What to do:
Your task is to repeat the listing exactly.

────────

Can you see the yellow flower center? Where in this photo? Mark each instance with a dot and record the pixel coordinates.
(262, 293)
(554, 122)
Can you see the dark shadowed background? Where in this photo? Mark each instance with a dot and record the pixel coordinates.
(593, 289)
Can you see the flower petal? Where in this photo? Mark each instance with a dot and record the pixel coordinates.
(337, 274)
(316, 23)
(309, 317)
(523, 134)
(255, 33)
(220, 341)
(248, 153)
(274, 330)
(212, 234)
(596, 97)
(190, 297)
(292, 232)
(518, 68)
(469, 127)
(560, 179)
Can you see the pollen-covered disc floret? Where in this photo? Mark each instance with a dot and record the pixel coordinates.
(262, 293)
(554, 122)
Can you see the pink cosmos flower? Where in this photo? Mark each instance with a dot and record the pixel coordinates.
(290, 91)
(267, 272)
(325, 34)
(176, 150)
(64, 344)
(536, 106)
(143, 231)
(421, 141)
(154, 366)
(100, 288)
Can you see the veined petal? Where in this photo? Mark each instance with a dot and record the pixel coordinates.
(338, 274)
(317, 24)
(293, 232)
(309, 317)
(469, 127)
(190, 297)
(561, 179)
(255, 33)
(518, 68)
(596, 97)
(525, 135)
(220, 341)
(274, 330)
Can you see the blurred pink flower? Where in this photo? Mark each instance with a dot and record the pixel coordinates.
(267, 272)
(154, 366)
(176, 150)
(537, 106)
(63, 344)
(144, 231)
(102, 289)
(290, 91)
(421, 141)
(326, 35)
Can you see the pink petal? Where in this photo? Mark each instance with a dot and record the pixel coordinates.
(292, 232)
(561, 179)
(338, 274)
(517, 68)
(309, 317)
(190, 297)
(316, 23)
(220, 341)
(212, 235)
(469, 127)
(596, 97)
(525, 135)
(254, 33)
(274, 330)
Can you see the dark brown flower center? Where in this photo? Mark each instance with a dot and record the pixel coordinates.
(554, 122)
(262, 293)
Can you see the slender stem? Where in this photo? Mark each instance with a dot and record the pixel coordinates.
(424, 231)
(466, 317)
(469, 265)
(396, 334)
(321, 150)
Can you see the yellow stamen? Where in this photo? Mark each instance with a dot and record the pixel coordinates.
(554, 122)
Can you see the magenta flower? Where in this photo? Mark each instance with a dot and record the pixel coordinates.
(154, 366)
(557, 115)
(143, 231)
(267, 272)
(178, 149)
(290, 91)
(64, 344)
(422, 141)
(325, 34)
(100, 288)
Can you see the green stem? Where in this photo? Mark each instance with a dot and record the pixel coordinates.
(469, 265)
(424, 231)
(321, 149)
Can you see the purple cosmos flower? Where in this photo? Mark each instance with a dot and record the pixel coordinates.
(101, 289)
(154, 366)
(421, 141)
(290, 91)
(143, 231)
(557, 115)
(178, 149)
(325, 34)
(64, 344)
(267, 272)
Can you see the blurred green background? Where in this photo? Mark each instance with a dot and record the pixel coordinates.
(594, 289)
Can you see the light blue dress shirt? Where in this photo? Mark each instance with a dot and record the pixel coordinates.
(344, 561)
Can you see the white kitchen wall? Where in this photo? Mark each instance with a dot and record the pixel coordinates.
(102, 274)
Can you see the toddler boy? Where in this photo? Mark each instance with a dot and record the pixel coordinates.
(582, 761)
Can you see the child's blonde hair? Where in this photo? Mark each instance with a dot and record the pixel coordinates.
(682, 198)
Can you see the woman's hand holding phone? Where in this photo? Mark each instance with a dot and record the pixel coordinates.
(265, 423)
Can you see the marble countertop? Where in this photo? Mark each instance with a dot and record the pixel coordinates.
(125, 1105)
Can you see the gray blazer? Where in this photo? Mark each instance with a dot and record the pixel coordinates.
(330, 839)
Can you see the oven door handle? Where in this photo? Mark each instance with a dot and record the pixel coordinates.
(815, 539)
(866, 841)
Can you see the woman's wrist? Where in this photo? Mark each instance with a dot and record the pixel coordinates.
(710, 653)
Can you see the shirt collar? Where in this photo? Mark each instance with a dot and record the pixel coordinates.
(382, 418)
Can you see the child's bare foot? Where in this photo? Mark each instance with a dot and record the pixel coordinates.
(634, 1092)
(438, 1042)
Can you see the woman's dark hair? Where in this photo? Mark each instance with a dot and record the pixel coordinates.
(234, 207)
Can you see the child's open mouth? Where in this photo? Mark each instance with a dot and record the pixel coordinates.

────────

Output for this task:
Can you see the yellow flower center? Where in this photo? Mark each instance with a dot and record the pixel coordinates.
(262, 293)
(554, 122)
Can you see the dark shadowed background? Where in this photo? Mark each instance with a dot and record the pixel coordinates.
(593, 289)
Can you see the flower petal? Where in this photo? Mark each instance with a dot and record the pixel coordinates.
(337, 274)
(316, 23)
(309, 317)
(523, 134)
(255, 33)
(220, 341)
(248, 153)
(274, 330)
(212, 234)
(596, 97)
(190, 297)
(292, 232)
(518, 68)
(469, 127)
(560, 179)
Can you see the pollen-covered disc floret? Where in this photo? Mark each instance with a dot and record the pixel coordinates.
(262, 293)
(554, 122)
Can you see the pink cosmos flower? Where in this photo? Mark each instance with a dot and record the pixel coordinates.
(290, 91)
(267, 272)
(325, 34)
(176, 150)
(64, 344)
(536, 106)
(143, 231)
(421, 141)
(154, 366)
(100, 288)
Can you see the veined petal? Where in this photo? Mark each instance with a dot and record the pixel coordinates.
(338, 274)
(317, 24)
(293, 232)
(309, 317)
(469, 127)
(190, 297)
(561, 179)
(255, 33)
(518, 68)
(596, 97)
(525, 135)
(220, 341)
(274, 330)
Can you see the blurred pink flower? Where in this photo? Mark each instance with a dot and record the pixel coordinates.
(267, 272)
(154, 366)
(176, 150)
(537, 106)
(63, 344)
(144, 231)
(102, 289)
(290, 91)
(421, 141)
(326, 35)
Can you see the pink petal? Where in this photo? Mark each instance with a dot and record the pixel coordinates.
(292, 232)
(561, 179)
(338, 274)
(517, 68)
(309, 317)
(190, 297)
(316, 23)
(220, 341)
(212, 235)
(469, 127)
(596, 97)
(525, 135)
(254, 33)
(274, 330)
Can you see the dark brown flower center? Where in this photo? Mark each instance with a dot and record the pixel coordinates.
(554, 122)
(262, 293)
Can you see the slender stem? Where in this photo? Mark each instance with a dot and record the pixel coordinates.
(424, 231)
(466, 317)
(469, 265)
(396, 334)
(321, 150)
Can you see the yellow stamen? Where in this photo? Mark each instance with a dot and record the pixel coordinates.
(554, 122)
Can you see the magenta flower? Where in this photo? Mark each instance with a dot and record the pixel coordinates.
(154, 366)
(557, 115)
(143, 231)
(267, 272)
(178, 149)
(290, 91)
(64, 344)
(422, 141)
(325, 34)
(100, 288)
Can you see the green stem? Where in this photo? Mark each instance with a dot and record the pixel coordinates.
(469, 265)
(424, 231)
(321, 149)
Can you see the purple cosmos flower? Where in this photo? Mark each instance with a dot and record the pixel coordinates.
(101, 289)
(154, 366)
(421, 141)
(290, 91)
(143, 231)
(557, 115)
(178, 149)
(325, 34)
(64, 344)
(267, 272)
Can you see the blurred green background? Where in this photo? Mark each instance with a dot and record the pixel coordinates.
(594, 289)
Can you see the light blue dress shirt? Where in this photo? Mark each instance with a dot and record the pixel coordinates.
(344, 561)
Can you see the white kitchen wall? Where in this photo? Mark each instance with a dot and record the pixel coordinates.
(102, 274)
Can you see the toddler boy? Where in this photo? Mark each instance with a dot and record the pixel coordinates.
(582, 761)
Can you see the child's blonde hair? Where in this photo? Mark each instance with a dot and record the pixel coordinates.
(682, 198)
Can you see the woman's hand holding phone? Where in this photo? Mark each instance with a dot and record the pixel coordinates.
(265, 423)
Can you see the marble countertop? Where in this photo? Mark each instance with a dot and record the pixel coordinates.
(125, 1105)
Can you see the gray blazer? Where in this photo? Mark each instance with a dot and record the pixel coordinates.
(330, 839)
Can you see the oven door handle? Where in this photo? Mark each instance with a dot and record the pixel coordinates.
(815, 539)
(866, 841)
Can you see the woman's wrist? Where in this photo? Mark each instance with a dot and record the pixel coordinates.
(710, 653)
Can you see the shirt collar? Where in this photo? Mark each instance with a dot and record the pixel coordinates.
(382, 418)
Can you see the child's bare foot? Where in this photo? Mark each instance with a dot and record the pixel coordinates.
(634, 1092)
(438, 1042)
Can you see the woman's dark hair? Where in this photo? Mark each instance with a dot and record the pixel coordinates.
(234, 207)
Can you see the child's open mouth? Where in this photo? Mark each instance with a dot and record the pixel coordinates.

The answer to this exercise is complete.